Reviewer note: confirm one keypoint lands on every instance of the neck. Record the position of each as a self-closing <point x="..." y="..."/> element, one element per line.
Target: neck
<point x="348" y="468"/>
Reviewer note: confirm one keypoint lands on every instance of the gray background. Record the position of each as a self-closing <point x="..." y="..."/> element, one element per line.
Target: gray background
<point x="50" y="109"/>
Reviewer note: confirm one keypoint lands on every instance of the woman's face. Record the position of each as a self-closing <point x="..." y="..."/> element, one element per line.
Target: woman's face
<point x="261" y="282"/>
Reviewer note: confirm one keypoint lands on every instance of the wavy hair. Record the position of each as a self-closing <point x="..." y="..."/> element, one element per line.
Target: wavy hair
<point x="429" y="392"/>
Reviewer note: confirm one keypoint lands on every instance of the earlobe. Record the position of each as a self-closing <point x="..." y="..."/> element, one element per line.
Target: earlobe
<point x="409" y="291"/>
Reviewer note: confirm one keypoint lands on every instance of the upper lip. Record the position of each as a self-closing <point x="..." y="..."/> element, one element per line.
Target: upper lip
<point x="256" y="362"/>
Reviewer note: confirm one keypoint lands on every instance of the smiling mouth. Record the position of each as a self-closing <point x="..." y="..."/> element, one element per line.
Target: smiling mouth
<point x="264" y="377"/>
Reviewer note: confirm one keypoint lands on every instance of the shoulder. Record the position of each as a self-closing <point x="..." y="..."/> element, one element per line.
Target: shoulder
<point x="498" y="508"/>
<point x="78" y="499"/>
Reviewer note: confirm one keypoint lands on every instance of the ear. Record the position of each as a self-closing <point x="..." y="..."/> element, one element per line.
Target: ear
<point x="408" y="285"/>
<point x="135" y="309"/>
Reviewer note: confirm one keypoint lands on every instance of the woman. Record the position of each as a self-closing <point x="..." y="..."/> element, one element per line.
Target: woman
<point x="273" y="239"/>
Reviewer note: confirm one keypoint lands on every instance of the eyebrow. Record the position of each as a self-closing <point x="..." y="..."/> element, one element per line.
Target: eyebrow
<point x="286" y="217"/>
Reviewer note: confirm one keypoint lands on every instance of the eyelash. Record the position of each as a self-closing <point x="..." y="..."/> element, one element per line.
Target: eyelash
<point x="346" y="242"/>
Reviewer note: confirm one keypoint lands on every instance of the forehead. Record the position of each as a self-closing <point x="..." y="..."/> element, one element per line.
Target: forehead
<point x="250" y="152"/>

[Exercise directions]: The required output is every line from the one that holds "Target: upper lip" through the last line of the listing above, retyped exactly and with nothing else.

[Response]:
Target: upper lip
<point x="256" y="362"/>
Reviewer note: confirm one keypoint lands on every instance of the smiling mouth. Record the position of each as a self-closing <point x="..." y="..."/> element, one element per line.
Target: smiling mouth
<point x="264" y="377"/>
Reviewer note: confirm one keypoint lands on every instance of the shoulder. Record the position of each as a self-closing <point x="..." y="..."/> element, one element per line.
Target: shoulder
<point x="498" y="508"/>
<point x="78" y="499"/>
Reviewer note: confirm one keypoint lands on every instance of the ear. Record the position of each as a self-closing <point x="..." y="..."/> element, one element per line.
Target: ear
<point x="408" y="285"/>
<point x="135" y="309"/>
Reviewer note: confirm one keypoint lands on every instance of the woman. Record the position of each as a self-closing <point x="..." y="..."/> element, one element per line.
Target: woman
<point x="273" y="239"/>
Reviewer note: confirm one keypoint lands on every instance of the eyebrow. Record the position of each as a self-closing <point x="..." y="..."/> element, one element per line.
Target: eyebrow
<point x="286" y="217"/>
Reviewer note: confirm one keypoint lands on every instance of the eyelash. Record the position of each as a self-closing <point x="..." y="..."/> element, one element per line.
Target: eyelash
<point x="346" y="242"/>
Reviewer note: confirm one keypoint lands on every instance of the forehead. Record the position of each as a self-closing <point x="..." y="..."/> element, one element per line.
Target: forehead
<point x="250" y="152"/>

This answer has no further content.